— Lines of data —
%%

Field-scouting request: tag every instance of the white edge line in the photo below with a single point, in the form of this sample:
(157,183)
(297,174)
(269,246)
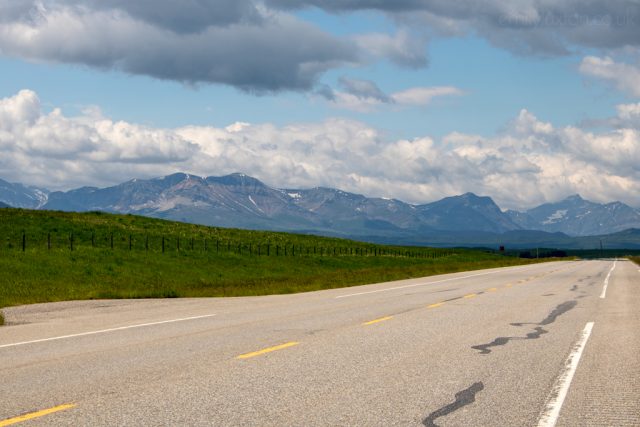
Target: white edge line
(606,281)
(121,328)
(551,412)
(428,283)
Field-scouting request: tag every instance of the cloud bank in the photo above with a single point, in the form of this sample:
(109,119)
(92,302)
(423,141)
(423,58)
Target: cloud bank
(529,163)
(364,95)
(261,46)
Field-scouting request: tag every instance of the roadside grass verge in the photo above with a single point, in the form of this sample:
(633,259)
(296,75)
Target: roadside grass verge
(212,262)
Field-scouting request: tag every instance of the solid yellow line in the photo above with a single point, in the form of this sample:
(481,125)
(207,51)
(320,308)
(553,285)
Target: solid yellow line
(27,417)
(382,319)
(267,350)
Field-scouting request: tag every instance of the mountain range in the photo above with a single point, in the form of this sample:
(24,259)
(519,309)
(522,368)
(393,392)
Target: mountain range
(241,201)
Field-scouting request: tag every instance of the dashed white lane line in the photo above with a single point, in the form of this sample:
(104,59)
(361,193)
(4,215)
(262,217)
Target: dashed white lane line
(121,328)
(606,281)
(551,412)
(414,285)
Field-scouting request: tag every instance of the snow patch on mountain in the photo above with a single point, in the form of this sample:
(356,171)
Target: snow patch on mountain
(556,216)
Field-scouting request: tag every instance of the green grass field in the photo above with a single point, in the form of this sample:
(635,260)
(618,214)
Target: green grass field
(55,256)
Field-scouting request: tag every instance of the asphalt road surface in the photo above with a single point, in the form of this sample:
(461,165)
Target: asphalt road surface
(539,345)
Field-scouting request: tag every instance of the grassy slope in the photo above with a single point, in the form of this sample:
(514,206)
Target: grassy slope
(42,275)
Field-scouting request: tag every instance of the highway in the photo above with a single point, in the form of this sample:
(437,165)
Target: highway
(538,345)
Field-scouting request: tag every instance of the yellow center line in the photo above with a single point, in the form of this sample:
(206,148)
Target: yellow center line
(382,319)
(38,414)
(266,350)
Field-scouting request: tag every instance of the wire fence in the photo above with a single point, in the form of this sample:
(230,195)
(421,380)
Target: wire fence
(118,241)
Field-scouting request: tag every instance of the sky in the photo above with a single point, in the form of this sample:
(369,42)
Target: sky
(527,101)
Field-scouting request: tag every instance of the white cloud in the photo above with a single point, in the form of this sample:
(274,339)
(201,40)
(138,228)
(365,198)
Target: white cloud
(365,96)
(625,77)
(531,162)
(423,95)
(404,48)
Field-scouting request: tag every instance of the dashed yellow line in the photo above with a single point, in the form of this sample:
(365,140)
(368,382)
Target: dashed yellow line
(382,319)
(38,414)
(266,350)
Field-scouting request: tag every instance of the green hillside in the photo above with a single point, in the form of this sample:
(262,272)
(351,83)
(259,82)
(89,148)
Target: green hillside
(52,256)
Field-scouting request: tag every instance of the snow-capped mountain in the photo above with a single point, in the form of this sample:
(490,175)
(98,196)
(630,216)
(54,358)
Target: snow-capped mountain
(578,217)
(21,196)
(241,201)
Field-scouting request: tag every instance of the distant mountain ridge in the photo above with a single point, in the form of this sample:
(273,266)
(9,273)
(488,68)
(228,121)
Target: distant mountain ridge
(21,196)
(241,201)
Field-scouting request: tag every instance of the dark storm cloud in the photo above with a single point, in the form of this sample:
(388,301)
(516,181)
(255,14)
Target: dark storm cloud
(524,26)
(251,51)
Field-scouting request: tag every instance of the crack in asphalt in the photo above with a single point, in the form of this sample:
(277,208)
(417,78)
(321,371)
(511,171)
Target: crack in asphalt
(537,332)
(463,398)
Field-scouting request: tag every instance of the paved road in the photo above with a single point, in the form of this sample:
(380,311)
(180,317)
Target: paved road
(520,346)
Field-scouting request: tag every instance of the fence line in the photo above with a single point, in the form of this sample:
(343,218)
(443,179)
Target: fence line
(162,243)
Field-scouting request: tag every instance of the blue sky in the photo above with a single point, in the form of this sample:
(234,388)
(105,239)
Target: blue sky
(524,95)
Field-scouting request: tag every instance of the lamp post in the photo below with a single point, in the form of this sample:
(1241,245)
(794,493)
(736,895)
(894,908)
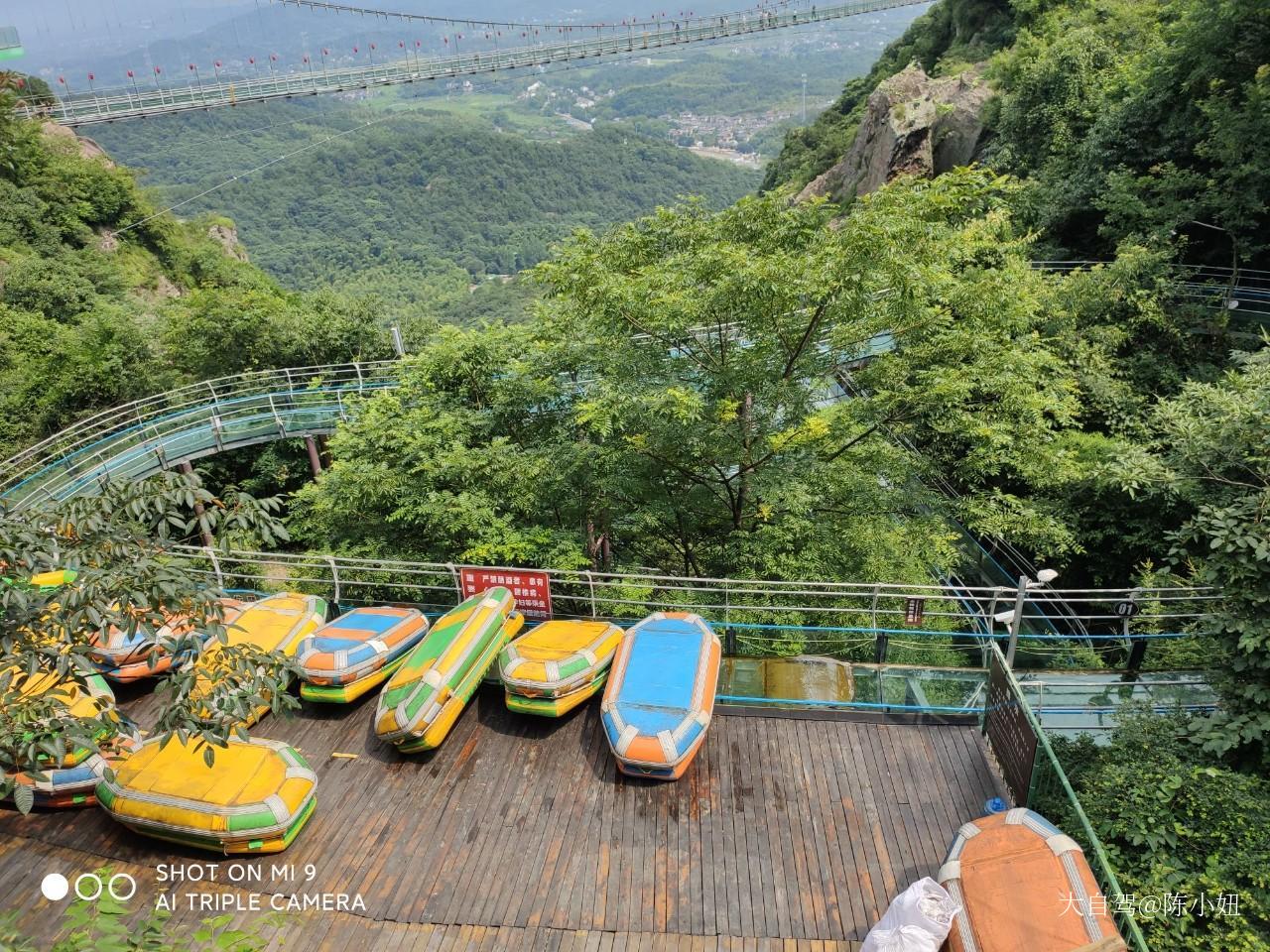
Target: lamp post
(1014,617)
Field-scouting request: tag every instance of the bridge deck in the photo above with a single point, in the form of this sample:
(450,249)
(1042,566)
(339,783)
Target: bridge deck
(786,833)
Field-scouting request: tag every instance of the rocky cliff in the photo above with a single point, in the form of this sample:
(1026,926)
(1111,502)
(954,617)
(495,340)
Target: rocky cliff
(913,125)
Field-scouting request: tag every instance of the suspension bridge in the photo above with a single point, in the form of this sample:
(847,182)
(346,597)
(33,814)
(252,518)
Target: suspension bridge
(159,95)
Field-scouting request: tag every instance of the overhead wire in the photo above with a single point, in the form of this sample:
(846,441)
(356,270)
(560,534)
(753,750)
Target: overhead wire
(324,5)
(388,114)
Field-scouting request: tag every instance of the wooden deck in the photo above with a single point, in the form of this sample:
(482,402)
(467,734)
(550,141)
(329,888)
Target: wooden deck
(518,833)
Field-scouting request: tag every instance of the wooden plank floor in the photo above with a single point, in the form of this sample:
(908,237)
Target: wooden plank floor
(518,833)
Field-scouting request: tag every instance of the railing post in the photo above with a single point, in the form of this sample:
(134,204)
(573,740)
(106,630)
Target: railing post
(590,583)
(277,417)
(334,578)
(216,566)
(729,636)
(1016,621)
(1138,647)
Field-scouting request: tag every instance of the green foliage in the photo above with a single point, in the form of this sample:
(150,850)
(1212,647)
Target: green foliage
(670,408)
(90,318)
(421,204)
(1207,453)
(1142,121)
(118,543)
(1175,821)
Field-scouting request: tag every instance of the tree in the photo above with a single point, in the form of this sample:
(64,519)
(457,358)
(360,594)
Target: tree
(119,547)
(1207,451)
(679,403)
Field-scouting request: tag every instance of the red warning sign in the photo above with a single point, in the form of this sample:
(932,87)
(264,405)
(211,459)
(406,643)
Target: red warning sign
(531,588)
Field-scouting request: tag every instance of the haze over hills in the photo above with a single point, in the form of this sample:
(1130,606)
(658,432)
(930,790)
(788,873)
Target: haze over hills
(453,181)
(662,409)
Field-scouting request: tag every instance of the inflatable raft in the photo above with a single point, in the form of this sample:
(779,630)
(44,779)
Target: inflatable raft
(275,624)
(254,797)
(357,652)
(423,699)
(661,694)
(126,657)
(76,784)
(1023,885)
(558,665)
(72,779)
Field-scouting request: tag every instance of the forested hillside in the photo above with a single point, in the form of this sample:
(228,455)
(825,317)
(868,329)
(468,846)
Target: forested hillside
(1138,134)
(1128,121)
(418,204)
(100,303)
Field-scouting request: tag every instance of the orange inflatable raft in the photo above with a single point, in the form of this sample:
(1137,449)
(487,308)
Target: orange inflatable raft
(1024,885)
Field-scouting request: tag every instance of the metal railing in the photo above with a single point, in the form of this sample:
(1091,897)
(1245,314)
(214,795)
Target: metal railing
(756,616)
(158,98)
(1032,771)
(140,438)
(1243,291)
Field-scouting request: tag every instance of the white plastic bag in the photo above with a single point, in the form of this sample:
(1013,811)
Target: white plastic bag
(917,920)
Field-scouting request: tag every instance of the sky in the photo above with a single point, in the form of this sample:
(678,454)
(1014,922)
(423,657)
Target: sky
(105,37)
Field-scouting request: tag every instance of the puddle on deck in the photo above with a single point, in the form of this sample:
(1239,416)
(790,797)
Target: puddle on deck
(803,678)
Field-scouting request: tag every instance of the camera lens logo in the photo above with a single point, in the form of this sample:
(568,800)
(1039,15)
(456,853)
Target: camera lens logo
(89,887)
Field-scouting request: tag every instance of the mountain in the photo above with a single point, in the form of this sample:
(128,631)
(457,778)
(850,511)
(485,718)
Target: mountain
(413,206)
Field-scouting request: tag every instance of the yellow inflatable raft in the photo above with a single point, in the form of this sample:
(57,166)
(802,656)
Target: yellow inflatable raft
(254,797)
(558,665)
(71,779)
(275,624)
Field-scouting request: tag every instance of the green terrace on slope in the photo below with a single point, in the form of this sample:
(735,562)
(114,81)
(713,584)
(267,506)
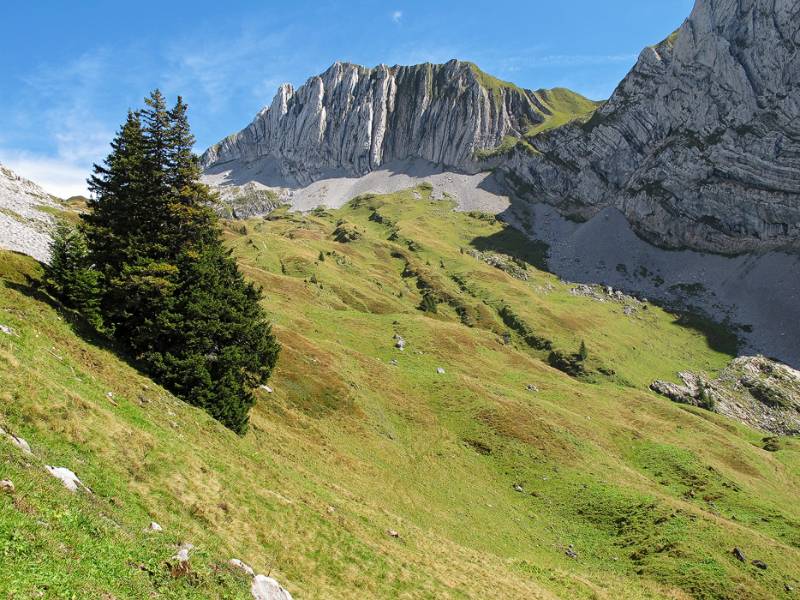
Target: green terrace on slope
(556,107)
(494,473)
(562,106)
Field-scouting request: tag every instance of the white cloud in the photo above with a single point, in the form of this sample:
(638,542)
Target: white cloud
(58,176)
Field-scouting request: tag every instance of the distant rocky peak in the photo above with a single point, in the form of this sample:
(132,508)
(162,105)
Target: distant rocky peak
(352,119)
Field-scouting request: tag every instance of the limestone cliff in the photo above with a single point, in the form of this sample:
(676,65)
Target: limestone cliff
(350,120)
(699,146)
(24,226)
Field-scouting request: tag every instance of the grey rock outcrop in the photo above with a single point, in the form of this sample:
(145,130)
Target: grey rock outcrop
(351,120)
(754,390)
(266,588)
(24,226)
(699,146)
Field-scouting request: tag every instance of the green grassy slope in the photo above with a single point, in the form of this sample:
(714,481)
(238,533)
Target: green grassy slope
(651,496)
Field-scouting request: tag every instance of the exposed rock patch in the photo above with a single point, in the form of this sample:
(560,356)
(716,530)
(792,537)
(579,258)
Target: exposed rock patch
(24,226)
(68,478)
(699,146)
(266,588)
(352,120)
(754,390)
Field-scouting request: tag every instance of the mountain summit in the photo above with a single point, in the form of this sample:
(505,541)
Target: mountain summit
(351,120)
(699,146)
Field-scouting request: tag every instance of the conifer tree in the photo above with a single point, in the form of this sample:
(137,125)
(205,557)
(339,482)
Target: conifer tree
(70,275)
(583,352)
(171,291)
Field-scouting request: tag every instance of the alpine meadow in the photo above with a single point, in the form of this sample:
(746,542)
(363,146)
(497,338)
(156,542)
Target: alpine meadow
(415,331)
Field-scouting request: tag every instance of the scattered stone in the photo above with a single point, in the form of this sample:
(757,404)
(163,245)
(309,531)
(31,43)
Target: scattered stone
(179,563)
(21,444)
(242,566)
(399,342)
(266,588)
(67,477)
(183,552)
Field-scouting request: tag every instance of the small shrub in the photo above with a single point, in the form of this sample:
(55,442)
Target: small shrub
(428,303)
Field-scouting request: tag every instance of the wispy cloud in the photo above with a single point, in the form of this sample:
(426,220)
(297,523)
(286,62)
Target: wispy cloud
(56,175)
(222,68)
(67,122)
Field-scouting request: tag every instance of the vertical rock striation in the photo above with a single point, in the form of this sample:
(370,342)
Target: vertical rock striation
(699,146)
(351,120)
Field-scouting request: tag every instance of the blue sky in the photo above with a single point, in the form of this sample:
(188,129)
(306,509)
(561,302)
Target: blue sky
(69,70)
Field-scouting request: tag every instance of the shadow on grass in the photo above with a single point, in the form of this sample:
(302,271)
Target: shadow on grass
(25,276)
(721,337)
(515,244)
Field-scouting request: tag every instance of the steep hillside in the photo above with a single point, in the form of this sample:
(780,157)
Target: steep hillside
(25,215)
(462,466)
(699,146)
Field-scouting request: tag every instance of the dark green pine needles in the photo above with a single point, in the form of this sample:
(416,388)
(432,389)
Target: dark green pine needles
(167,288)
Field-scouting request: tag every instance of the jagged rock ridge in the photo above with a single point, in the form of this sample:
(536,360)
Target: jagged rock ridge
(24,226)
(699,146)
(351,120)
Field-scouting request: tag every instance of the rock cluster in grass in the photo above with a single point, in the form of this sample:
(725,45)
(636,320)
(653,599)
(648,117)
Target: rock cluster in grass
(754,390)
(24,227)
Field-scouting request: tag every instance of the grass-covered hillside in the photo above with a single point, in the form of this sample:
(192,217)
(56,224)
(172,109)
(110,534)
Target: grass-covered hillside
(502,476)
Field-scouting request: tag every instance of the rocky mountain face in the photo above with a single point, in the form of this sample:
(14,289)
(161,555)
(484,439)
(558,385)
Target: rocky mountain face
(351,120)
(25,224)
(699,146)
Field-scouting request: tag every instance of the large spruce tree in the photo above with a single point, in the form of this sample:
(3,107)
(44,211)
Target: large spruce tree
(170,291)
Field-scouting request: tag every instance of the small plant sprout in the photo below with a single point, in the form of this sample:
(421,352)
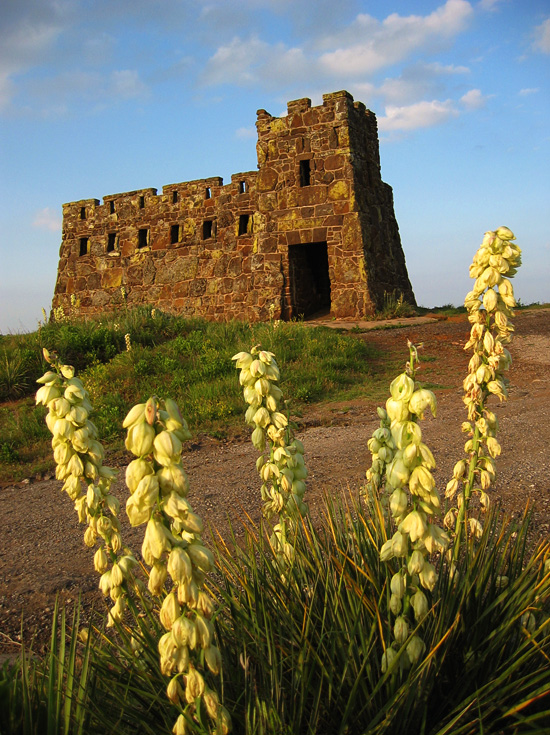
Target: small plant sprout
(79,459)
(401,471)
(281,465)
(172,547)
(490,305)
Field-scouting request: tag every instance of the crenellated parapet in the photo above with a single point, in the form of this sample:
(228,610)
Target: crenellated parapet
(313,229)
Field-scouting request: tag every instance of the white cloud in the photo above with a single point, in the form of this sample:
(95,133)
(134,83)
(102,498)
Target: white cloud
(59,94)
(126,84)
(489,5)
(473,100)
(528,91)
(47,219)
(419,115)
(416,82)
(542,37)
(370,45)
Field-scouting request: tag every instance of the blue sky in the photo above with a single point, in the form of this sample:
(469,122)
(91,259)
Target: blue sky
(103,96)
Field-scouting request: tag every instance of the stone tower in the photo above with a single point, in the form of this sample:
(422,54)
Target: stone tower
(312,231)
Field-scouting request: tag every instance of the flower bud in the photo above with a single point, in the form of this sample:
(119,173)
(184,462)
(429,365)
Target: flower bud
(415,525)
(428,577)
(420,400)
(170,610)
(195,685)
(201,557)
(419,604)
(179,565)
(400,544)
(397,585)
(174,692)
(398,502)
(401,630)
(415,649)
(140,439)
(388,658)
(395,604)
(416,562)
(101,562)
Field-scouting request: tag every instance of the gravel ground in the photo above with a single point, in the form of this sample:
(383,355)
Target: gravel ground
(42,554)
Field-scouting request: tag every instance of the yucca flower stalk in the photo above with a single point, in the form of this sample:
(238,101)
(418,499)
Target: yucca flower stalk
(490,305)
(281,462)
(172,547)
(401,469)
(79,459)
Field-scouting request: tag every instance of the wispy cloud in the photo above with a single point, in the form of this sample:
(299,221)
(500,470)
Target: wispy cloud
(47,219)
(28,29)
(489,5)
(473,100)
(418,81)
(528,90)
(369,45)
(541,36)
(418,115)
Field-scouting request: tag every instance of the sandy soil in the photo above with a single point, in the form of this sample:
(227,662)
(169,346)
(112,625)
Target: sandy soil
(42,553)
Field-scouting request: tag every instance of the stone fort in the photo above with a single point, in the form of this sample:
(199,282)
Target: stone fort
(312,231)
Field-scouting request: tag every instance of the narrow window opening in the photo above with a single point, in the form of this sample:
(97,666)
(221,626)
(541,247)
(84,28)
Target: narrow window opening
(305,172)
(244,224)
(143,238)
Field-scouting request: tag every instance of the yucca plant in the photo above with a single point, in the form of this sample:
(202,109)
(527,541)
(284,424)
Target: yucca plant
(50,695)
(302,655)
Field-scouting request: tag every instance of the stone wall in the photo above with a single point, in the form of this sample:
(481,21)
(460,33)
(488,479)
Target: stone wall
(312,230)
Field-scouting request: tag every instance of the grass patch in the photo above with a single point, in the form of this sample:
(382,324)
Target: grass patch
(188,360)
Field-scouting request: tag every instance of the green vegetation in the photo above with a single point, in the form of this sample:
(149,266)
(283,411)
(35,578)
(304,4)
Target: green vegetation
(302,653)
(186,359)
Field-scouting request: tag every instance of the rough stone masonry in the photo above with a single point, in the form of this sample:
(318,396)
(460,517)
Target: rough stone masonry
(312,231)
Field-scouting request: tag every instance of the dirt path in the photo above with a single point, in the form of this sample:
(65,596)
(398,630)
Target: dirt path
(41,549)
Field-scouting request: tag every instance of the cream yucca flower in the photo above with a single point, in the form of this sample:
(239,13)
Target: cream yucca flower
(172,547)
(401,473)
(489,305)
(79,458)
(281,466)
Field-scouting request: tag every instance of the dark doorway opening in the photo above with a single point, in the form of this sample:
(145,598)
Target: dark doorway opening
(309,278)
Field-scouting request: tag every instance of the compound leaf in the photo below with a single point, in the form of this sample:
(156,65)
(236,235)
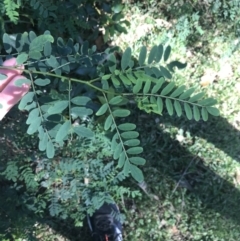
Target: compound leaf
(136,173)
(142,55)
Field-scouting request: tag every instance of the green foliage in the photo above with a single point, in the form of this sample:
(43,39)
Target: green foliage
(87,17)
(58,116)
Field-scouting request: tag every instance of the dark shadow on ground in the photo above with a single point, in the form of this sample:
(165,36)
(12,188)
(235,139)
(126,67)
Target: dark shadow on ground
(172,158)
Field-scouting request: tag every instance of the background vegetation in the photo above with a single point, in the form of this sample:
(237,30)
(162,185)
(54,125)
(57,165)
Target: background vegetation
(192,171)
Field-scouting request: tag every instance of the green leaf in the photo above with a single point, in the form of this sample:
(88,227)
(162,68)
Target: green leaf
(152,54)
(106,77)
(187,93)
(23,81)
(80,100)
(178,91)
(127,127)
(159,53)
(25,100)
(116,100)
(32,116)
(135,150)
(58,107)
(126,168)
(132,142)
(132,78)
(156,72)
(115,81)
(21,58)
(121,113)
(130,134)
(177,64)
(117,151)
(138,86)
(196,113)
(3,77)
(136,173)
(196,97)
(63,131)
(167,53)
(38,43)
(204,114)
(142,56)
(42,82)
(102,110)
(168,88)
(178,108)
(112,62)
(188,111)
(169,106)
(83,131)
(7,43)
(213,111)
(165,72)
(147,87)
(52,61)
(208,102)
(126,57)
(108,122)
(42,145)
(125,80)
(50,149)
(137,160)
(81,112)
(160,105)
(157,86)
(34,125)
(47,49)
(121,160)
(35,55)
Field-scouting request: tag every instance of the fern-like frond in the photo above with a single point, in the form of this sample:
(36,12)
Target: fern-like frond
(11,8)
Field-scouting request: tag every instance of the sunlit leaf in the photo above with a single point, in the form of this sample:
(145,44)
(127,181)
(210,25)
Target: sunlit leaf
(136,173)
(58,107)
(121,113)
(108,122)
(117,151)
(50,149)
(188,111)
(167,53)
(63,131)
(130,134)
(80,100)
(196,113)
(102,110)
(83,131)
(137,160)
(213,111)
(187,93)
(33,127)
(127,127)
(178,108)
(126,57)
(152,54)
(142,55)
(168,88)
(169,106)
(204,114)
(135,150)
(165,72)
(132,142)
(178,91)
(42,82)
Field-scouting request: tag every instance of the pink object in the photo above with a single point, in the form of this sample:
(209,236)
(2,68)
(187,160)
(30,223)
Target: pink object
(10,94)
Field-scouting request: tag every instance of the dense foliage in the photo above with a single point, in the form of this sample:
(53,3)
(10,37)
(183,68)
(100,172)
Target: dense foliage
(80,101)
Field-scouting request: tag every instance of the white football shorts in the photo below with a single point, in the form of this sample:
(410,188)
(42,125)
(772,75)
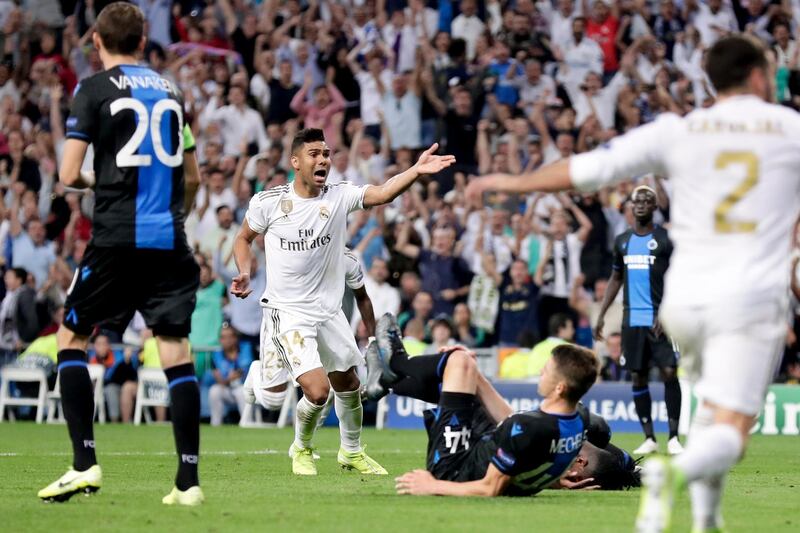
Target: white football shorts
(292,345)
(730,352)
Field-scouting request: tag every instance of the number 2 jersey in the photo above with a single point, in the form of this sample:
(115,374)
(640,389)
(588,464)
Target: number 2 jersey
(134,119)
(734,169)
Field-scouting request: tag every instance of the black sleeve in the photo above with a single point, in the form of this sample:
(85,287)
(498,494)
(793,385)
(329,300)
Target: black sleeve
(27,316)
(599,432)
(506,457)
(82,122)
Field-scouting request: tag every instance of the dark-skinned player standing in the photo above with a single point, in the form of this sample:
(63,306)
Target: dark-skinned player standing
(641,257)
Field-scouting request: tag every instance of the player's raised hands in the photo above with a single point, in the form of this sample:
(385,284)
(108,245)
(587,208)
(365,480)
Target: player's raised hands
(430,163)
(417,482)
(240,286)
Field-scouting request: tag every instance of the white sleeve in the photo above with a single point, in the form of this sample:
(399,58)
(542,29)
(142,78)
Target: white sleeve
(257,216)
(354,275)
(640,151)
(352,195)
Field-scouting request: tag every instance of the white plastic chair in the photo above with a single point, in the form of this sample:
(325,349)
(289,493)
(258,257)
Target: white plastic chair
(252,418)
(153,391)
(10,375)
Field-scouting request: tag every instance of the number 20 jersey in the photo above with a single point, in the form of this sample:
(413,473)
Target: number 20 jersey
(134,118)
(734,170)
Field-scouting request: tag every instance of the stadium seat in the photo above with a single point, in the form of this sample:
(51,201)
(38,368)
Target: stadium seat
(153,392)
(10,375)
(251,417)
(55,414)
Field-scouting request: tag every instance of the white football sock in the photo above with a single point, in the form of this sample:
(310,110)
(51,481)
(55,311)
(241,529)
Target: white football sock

%%

— Directions —
Starting at the line that contains "Field-scouting request: tag every instance of the black", output each remaining line of the listing, the last line included, exactly as it appears.

— Reply —
Field-scouting request: tag every instance of the black sleeve in the photo above with a single point, in the form of this sample:
(85,287)
(498,494)
(793,385)
(329,300)
Target: black sleeve
(27,316)
(599,432)
(506,457)
(82,122)
Field-scouting request: tag every instance of the dark-skinned player standing in the photo above with a single point, in the form of this sample:
(63,306)
Target: dark-skinned player standing
(641,257)
Field-scouting request: tag every instance of the player's raised hands in the photo above with a single point, in the form of this sample:
(385,284)
(108,245)
(587,208)
(365,480)
Target: player's raised hands
(430,163)
(417,482)
(240,286)
Field-scouting request: tag every instance of the white sleeve in the photo above with a single point, in the form of this sample:
(399,58)
(542,29)
(142,78)
Target: white sleeve
(257,216)
(354,275)
(640,151)
(352,195)
Field-scouting request: tag every instance of the white plastic chair in the photo above with a single point, in the form of this sample:
(325,349)
(289,493)
(258,257)
Target: white plastic chair
(252,418)
(153,391)
(10,375)
Field-scouting request: tag every instance of the number 20 jersey in the photo above with a single point, in the form of this sample:
(413,473)
Target: number 20 jersey
(134,118)
(734,170)
Field-scouting request: tag every instance of the stadium seat in the photo above with a single point, in the form of this sample:
(51,201)
(38,368)
Target: stadium seat
(153,392)
(10,375)
(251,417)
(55,414)
Field-scouting request: tag every instance of the white football sock in the photo above with a single point, in the form of this sample:
(310,110)
(51,481)
(55,311)
(241,529)
Target: white football sock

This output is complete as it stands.